▸ **Task brief**
Print all the data, keeping every line exactly as it is.

▸ **The input**

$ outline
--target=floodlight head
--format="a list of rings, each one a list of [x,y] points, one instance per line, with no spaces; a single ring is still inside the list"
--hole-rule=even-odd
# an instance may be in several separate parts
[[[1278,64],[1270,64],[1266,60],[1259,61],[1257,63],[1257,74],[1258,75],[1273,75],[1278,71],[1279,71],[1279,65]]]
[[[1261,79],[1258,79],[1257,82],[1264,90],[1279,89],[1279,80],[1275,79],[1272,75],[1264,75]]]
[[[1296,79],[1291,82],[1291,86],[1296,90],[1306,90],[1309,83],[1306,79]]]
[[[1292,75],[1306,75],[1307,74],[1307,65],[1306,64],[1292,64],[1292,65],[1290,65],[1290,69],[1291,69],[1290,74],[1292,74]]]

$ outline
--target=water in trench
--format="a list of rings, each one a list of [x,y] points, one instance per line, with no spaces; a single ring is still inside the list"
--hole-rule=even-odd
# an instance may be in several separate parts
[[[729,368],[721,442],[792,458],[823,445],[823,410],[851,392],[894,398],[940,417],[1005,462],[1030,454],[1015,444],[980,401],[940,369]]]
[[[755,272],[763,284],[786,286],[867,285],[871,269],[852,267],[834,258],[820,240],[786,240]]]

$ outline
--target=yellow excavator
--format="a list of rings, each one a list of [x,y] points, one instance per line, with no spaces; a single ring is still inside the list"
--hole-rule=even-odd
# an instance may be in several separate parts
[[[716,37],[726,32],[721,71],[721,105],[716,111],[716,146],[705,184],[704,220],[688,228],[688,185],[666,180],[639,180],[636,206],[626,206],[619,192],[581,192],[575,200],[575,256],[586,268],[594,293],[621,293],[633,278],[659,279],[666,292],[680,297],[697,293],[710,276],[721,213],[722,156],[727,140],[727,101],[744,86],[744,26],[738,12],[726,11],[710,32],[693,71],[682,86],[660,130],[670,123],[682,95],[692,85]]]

▸ **Answer section**
$ outline
--target=floodlight head
--format="a list of rings, each one a list of [x,y] points, one instance per line, with no spaces; a single ring is still inside the list"
--hole-rule=even-odd
# an instance may be in several separate parts
[[[1278,64],[1270,64],[1266,60],[1259,61],[1257,63],[1257,74],[1258,75],[1273,75],[1278,71],[1279,71],[1279,65]]]
[[[1261,79],[1258,79],[1257,82],[1264,90],[1279,89],[1279,80],[1275,79],[1272,75],[1264,75]]]
[[[1296,79],[1291,82],[1291,86],[1296,90],[1306,90],[1309,83],[1306,79]]]
[[[1292,75],[1306,75],[1307,74],[1307,65],[1306,64],[1292,64],[1292,65],[1290,65],[1290,69],[1291,69],[1290,74],[1292,74]]]

$ outline
--target=water in trench
--format="a list of rings, each one a list of [x,y] points, one instance per line, with no spaces; a single ring is still inside the list"
--hole-rule=even-odd
# an instance may be in several separate parts
[[[729,368],[721,442],[792,458],[823,445],[823,410],[851,392],[894,398],[940,417],[1005,462],[1030,454],[1015,444],[980,401],[940,369]]]
[[[755,272],[763,284],[786,286],[867,285],[871,269],[852,267],[834,258],[820,240],[786,240]]]

$ outline
--target=yellow excavator
--format="a list of rings, each one a list of [x,y] points, one instance per line, with no spaces; a single ring is still inside the list"
--hole-rule=even-odd
# an instance may be in several separate parts
[[[716,37],[726,32],[721,71],[721,105],[716,111],[716,146],[705,184],[704,220],[688,228],[688,185],[666,180],[639,180],[636,206],[626,206],[619,192],[581,192],[575,200],[575,256],[586,268],[594,293],[621,293],[633,278],[659,279],[666,292],[680,297],[697,293],[710,276],[721,213],[722,156],[727,140],[727,101],[744,86],[744,26],[738,12],[726,11],[710,32],[693,71],[682,86],[660,130],[670,123],[682,95],[692,85]]]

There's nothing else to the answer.